▸ Exercise instructions: Can you give the entries from the line with "Where is each instance of the outdoor" to the line with "point(100, 291)" as a Markdown table with the columns Number and Line, one row per line and blank lines left out?
[start of Available data]
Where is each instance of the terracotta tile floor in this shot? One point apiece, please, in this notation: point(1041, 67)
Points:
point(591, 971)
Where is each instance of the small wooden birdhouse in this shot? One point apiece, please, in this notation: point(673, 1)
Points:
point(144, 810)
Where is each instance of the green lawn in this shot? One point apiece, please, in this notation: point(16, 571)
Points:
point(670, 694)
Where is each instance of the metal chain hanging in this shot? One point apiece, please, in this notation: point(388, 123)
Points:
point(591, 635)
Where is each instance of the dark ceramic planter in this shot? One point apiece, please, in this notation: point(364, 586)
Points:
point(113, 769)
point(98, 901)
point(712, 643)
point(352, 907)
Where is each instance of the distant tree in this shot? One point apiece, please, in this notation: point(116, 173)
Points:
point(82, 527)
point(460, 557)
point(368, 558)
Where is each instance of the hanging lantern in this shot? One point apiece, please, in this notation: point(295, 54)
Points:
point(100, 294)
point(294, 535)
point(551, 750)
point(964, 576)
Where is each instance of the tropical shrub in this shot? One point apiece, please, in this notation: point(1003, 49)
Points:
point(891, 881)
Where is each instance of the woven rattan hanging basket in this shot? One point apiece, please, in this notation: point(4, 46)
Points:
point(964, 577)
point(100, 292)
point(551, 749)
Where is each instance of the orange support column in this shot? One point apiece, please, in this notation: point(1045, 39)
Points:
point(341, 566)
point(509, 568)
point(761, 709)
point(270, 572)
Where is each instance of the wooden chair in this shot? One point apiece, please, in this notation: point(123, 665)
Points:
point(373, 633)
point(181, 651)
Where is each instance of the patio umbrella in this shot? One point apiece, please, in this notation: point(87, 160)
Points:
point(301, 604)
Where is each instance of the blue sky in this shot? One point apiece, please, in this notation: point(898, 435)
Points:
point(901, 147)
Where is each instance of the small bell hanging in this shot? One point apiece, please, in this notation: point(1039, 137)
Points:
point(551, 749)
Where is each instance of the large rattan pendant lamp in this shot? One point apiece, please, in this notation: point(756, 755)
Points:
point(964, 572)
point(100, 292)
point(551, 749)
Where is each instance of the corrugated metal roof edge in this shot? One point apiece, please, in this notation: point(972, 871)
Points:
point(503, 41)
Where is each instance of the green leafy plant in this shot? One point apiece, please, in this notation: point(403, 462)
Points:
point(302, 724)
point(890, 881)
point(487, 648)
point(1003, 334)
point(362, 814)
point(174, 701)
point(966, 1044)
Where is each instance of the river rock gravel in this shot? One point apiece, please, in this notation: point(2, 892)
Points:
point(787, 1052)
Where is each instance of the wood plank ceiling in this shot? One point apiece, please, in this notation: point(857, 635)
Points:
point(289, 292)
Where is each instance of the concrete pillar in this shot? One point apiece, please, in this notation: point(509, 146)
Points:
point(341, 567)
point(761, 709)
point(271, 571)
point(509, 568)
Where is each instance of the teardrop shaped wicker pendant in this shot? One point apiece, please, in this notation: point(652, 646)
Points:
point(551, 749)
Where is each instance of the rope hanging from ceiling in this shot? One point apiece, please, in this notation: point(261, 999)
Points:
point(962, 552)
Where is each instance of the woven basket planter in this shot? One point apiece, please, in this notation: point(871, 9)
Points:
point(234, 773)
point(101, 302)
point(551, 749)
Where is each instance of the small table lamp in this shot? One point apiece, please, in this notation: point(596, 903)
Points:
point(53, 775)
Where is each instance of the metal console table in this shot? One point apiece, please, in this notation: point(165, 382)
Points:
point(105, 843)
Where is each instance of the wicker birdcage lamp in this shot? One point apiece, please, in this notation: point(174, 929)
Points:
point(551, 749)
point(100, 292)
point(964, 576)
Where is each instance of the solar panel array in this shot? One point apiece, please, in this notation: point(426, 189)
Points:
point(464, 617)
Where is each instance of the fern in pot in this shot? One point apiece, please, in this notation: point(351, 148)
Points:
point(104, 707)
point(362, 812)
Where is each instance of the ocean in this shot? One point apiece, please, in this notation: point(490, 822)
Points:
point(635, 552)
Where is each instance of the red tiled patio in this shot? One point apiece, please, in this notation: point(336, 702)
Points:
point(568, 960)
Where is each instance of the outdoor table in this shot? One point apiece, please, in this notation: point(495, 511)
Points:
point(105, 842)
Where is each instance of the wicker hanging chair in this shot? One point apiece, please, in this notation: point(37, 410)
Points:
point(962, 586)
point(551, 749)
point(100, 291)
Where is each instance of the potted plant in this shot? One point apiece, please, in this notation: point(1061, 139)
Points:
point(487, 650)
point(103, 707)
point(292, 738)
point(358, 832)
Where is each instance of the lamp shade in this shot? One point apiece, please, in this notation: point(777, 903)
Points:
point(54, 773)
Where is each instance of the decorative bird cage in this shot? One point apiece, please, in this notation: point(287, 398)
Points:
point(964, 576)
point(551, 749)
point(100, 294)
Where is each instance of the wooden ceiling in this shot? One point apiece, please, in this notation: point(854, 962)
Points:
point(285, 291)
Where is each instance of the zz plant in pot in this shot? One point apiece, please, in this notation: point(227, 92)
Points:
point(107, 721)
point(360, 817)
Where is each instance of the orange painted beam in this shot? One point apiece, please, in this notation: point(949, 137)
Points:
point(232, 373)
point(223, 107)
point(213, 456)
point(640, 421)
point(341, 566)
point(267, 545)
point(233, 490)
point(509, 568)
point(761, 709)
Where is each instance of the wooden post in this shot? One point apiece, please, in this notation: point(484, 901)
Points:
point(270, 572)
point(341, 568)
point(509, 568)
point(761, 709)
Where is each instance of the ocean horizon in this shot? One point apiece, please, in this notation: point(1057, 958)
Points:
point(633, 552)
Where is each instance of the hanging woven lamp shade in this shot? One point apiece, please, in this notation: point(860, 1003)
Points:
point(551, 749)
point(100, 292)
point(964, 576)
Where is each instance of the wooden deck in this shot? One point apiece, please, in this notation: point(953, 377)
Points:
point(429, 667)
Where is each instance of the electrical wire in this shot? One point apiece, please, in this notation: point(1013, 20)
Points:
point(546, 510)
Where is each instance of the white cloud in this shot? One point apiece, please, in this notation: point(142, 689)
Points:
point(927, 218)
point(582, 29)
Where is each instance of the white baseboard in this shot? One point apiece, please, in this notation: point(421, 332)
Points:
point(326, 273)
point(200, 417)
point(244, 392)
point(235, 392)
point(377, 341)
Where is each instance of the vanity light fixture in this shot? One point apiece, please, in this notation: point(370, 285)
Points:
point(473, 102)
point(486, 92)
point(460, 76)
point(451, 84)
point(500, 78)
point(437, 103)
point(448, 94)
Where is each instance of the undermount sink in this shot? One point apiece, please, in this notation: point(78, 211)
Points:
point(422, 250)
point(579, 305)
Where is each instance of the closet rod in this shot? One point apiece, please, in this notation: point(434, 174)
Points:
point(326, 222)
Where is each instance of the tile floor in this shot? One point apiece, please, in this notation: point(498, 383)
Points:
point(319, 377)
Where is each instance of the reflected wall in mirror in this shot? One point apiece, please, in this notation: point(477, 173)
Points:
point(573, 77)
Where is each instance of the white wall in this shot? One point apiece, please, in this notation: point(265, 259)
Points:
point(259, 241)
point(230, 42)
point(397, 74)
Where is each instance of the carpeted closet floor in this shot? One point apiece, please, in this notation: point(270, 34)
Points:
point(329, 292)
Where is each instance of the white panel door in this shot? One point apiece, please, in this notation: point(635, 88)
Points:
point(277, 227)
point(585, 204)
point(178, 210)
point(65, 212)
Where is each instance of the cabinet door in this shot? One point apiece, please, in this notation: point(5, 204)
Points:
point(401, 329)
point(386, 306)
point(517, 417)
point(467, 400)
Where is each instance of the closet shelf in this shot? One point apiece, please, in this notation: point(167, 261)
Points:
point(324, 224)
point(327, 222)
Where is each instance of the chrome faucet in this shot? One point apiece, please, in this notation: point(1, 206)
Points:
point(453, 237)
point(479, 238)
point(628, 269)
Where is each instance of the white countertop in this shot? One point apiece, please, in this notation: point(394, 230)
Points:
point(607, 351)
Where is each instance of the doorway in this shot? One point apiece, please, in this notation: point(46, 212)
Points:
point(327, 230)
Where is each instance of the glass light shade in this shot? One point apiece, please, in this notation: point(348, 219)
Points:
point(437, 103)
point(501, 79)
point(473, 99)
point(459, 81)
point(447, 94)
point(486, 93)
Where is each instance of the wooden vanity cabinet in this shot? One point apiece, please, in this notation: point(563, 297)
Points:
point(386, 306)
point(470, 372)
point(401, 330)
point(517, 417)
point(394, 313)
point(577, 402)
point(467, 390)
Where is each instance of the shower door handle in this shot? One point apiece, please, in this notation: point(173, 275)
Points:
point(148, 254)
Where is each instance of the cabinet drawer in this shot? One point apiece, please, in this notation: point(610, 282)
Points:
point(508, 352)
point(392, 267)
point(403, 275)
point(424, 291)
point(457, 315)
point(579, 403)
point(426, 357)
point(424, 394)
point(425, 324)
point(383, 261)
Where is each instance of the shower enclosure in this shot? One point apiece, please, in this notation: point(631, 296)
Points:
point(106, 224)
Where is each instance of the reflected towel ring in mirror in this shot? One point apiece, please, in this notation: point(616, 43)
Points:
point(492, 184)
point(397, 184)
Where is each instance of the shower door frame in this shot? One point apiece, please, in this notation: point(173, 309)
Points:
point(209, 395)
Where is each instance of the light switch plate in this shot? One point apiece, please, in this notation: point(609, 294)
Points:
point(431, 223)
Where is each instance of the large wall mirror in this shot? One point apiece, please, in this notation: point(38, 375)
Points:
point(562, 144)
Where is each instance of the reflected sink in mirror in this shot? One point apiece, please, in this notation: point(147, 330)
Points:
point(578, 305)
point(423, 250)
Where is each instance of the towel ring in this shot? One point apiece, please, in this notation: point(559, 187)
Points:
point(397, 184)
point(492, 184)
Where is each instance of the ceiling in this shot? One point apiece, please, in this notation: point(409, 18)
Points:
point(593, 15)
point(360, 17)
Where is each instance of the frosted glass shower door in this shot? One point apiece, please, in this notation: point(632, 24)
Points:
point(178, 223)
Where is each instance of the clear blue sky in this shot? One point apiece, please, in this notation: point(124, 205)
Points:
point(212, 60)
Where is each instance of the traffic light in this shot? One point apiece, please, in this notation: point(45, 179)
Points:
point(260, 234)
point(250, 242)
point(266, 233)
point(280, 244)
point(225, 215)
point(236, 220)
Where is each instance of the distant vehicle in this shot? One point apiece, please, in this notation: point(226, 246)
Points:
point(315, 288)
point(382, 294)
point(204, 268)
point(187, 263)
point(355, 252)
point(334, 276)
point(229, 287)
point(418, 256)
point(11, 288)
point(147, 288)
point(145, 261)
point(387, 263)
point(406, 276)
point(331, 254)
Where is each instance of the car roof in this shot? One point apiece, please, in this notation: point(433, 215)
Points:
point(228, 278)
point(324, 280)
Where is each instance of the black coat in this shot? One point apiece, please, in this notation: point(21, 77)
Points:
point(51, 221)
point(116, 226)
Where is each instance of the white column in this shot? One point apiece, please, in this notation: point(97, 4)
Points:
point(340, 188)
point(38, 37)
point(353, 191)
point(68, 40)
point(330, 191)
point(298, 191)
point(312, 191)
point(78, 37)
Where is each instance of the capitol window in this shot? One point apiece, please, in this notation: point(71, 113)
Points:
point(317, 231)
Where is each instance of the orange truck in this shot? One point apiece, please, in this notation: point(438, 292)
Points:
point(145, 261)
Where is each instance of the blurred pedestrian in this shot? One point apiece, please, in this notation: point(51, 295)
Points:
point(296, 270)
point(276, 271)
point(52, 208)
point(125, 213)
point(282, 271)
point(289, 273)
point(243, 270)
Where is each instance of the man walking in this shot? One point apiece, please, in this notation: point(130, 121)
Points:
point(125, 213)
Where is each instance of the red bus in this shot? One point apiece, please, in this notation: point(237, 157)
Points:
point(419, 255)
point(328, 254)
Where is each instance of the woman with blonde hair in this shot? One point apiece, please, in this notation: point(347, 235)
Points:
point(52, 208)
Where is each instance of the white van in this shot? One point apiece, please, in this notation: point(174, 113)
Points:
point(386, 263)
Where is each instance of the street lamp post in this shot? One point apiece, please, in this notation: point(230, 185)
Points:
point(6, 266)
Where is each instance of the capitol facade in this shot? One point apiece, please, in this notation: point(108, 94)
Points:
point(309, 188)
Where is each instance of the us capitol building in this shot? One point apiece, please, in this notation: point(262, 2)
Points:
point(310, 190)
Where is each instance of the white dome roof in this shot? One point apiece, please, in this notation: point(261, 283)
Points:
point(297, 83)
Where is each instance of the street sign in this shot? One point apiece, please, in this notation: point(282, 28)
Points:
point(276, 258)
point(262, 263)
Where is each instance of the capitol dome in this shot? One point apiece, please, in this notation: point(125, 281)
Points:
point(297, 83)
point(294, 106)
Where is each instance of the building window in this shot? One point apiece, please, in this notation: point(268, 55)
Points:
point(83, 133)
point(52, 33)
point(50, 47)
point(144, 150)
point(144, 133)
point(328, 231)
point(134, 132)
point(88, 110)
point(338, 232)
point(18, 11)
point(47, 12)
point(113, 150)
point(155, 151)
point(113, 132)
[end of Available data]
▸ Result for this exercise:
| Number | Line |
|---|---|
| 1 | Where is each instance of the outdoor table in this shot? One point apiece, please, in this notation: point(495, 511) |
| 2 | Points: |
| 3 | point(105, 842) |
| 4 | Where is each instance of the wicker hanging chair in this shot? One point apiece, please, in this notation: point(37, 410) |
| 5 | Points: |
| 6 | point(962, 586) |
| 7 | point(551, 749) |
| 8 | point(100, 291) |